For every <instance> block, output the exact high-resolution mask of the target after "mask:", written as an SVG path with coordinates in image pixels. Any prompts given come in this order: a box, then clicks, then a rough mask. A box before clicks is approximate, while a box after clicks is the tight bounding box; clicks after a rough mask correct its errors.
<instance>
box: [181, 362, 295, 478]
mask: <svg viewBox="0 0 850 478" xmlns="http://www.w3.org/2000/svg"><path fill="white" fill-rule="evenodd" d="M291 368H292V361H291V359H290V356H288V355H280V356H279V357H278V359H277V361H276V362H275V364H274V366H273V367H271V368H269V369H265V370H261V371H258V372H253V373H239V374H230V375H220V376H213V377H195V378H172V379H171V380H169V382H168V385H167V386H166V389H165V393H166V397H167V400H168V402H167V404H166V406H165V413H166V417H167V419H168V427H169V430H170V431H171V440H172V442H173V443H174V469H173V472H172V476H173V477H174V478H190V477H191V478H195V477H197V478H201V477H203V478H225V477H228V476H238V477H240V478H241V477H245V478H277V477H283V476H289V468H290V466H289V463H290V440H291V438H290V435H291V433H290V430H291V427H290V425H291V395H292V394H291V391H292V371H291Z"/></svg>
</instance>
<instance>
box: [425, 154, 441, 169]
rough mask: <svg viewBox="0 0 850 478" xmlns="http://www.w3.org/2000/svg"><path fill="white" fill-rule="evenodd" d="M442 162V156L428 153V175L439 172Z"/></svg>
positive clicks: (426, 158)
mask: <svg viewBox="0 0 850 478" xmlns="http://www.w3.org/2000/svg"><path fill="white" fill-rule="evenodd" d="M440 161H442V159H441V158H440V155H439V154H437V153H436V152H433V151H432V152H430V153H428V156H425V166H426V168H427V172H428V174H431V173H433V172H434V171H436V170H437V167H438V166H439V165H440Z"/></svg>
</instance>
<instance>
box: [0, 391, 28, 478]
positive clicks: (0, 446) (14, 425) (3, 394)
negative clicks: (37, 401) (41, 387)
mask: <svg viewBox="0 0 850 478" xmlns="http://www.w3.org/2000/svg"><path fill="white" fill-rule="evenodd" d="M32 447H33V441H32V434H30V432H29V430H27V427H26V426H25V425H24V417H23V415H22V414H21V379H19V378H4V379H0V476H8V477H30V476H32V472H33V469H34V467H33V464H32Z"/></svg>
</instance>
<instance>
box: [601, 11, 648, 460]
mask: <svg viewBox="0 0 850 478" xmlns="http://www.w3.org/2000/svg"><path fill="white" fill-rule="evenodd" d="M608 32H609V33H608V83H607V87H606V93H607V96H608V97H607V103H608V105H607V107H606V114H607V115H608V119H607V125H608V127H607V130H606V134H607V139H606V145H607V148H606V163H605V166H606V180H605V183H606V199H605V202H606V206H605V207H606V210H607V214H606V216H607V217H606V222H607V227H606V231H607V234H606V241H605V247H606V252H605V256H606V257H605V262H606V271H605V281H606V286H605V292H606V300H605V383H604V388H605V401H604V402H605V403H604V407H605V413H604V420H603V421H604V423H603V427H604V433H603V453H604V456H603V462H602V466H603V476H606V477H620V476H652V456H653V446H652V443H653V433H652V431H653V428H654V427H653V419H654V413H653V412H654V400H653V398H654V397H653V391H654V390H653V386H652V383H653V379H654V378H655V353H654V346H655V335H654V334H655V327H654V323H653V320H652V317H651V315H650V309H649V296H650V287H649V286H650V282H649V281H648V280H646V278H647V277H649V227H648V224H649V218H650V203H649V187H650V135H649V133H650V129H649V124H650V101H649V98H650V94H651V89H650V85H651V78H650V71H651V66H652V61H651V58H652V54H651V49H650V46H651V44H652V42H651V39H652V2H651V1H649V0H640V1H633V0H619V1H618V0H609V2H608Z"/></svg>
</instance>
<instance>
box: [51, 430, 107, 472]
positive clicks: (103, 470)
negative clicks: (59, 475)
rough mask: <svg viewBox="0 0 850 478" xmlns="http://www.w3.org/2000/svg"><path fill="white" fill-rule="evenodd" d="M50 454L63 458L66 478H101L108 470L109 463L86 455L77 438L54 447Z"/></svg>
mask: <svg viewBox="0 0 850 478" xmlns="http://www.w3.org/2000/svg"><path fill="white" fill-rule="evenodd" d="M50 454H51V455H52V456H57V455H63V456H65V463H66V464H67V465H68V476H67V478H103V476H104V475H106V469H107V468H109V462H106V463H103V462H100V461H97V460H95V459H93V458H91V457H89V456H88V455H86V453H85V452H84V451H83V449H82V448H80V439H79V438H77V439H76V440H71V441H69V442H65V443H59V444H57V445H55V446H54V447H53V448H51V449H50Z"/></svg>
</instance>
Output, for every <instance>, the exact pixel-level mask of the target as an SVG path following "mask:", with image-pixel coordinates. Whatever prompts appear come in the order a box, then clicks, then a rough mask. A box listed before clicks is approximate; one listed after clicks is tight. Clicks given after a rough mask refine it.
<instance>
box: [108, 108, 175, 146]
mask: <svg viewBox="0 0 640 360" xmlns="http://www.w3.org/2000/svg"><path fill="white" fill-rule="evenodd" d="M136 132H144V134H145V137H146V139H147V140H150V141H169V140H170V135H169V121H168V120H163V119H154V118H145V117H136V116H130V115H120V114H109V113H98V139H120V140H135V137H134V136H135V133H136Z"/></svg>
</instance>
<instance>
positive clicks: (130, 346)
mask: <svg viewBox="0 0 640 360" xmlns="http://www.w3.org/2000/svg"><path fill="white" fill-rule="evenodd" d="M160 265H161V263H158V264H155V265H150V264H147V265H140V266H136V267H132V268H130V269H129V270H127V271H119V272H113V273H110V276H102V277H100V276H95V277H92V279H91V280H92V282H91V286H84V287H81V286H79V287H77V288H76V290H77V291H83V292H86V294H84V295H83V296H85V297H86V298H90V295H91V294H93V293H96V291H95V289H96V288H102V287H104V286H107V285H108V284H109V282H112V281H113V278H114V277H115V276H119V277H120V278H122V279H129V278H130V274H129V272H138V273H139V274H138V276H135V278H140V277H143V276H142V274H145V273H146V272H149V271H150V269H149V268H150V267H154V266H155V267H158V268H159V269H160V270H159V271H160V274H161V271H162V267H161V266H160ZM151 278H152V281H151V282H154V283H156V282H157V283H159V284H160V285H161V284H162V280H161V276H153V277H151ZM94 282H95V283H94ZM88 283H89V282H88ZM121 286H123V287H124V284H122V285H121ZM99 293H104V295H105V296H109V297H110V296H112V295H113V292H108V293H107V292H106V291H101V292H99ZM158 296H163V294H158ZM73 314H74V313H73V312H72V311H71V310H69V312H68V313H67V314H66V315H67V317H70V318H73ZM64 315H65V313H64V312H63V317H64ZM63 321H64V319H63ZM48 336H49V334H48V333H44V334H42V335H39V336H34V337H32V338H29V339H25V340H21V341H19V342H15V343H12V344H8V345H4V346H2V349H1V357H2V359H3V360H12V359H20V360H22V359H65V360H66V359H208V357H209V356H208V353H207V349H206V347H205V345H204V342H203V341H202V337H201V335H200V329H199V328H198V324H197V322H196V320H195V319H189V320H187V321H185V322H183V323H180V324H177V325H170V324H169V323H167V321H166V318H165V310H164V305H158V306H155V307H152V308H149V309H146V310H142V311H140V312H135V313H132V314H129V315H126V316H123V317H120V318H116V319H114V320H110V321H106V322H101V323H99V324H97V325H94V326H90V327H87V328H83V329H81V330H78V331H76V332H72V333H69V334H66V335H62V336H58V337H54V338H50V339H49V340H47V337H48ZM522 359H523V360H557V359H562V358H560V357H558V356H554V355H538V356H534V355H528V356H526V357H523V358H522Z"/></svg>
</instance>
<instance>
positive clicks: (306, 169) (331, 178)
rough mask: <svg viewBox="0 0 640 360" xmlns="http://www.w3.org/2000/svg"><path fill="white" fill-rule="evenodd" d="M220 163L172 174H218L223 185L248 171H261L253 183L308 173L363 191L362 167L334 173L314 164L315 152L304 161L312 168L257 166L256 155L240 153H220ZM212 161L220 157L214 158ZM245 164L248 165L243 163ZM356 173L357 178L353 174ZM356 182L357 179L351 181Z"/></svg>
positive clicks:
········
--- EXERCISE DETAILS ---
Only a number is wanted: how many lines above include "approximate"?

--- ANSWER BELOW ---
2